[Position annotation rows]
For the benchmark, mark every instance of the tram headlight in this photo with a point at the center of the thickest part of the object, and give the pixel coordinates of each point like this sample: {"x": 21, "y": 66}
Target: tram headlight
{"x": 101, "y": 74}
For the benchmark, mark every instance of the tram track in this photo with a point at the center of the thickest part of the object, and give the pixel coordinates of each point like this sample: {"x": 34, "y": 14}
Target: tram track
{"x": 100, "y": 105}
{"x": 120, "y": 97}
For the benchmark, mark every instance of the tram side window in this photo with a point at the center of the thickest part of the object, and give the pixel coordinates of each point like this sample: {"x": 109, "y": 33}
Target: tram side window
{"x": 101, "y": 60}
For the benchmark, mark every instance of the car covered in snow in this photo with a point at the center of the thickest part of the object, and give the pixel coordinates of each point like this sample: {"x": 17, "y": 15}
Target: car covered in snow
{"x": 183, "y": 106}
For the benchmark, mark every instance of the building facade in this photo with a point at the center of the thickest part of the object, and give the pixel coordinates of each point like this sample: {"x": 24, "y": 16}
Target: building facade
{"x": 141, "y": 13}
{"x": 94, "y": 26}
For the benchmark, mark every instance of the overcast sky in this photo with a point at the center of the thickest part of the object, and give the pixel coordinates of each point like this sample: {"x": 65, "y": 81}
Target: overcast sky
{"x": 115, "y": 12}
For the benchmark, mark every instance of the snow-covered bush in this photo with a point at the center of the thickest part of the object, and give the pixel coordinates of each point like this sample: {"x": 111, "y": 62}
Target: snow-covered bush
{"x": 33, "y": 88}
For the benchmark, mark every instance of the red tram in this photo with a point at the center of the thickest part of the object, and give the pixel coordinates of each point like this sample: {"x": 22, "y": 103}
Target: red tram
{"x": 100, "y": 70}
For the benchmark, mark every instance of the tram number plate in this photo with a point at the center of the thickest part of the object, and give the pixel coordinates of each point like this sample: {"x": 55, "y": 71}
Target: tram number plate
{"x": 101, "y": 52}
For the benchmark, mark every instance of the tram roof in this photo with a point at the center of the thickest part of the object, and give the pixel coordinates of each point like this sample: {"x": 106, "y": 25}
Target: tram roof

WHAT TO WORK ON: Render the part that opens with the line containing "For the benchmark, mark every instance of the red" and runs through the end of the rows as a Markdown table with two columns, No. and Line. Leave out blank lines.

ANSWER TO THIS EXERCISE:
| No. | Line |
|---|---|
| 1 | For the benchmark, mark every instance of the red tram in this photo with a point at the center of the thickest part of the object, and give the pixel coordinates of each point like this sample: {"x": 22, "y": 103} |
| 2 | Target: red tram |
| 3 | {"x": 100, "y": 70} |
| 4 | For the benchmark, mark every instance of the tram number plate in this photo with a point at the center of the thickest part of the object, and give the pixel coordinates of each point like this sample: {"x": 55, "y": 71} |
| 5 | Target: tram number plate |
| 6 | {"x": 101, "y": 52} |
| 7 | For the benchmark, mark every instance of the tram roof in this photo with a point at the center of the thickest part of the object, and give the pixel coordinates of each point like this sample: {"x": 106, "y": 25} |
| 8 | Target: tram roof |